◆ What this task involves
In the news report on administering medicines in schools, which school is Frank Mitchell the head of?

The association's telephone lines were said to have been "red hot" this week with calls from members who are caught between concern for pupils, unwillingness to act as paramedics and pressure from their professional body. An AHTS bulletin declares that the association "will not support a member who personally routinely administers medicine to children".
Local authorities have generally given discretion to headteachers. A Strathclyde spokeswoman said that if legal action was taken against a headteacher the council as employer would be liable for any injury caused to a pupil as a result of mistakes by staff.
Frank Mitchell, the AHTS official who wrote the bulletin, replied: "It will not be the director of education who will appear before the court and be exposed in the press in such situations. It will be the individual headteacher."
Mr Mitchell, head of Crawforddyke primary in Carluke, stressed the association's advice had legal endorsement.
Authorities have attempted to deal with the situation by calling for volunteers to administer medicines in schools where children are known to be at risk. Training would be provided.
The latest move came on Tuesday from Grampian's education committee which approved a report on the handling of children with peanut and other serious food allergies who can suffer anaphylactic shock. The report, which had full backing from the teaching unions as well as health professionals on a regional working group, said the authority would "assure the indemnity of trained, volunteer teaching staff who give medical treatment".
Bruce Robertson, Grampian's assistant director of education, said he was "extremely concerned" by the AHTS's advice. Mr Robertson urged heads who were in any doubt to contact the education authority for advice and support.
Other councils such as Tayside have proposed that special contracts should be drawn up involving schools, parents and family doctors. The AHTS has told its members to reject such a proposal.

(Recorded data)

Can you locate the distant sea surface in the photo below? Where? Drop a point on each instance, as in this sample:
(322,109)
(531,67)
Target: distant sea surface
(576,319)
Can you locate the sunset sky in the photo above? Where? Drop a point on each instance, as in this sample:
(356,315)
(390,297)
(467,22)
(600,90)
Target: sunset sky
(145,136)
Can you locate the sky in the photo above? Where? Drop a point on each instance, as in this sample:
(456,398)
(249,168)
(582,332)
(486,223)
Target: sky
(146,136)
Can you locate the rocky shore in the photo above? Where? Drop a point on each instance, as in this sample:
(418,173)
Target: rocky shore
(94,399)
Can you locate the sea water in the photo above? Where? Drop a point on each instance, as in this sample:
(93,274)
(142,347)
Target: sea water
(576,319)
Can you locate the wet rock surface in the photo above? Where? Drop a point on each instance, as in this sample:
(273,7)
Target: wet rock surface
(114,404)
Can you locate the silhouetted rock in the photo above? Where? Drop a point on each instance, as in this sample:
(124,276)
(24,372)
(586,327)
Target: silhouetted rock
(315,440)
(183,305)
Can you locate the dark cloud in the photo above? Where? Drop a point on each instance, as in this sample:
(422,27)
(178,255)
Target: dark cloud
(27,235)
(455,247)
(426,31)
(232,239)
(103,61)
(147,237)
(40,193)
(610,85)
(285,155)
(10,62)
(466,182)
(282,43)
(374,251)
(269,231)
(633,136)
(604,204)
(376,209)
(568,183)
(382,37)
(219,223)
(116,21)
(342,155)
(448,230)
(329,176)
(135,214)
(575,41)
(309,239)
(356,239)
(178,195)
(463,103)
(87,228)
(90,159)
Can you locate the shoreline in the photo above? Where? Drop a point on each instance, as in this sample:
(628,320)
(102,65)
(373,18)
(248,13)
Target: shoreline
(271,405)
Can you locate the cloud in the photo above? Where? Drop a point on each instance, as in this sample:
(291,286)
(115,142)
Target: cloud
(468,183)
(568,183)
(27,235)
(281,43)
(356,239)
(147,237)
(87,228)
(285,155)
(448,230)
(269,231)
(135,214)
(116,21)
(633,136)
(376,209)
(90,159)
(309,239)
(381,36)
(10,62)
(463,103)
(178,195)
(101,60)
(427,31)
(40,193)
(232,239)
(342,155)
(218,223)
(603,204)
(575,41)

◆ Exercise result
Crawforddyke primary in Carluke.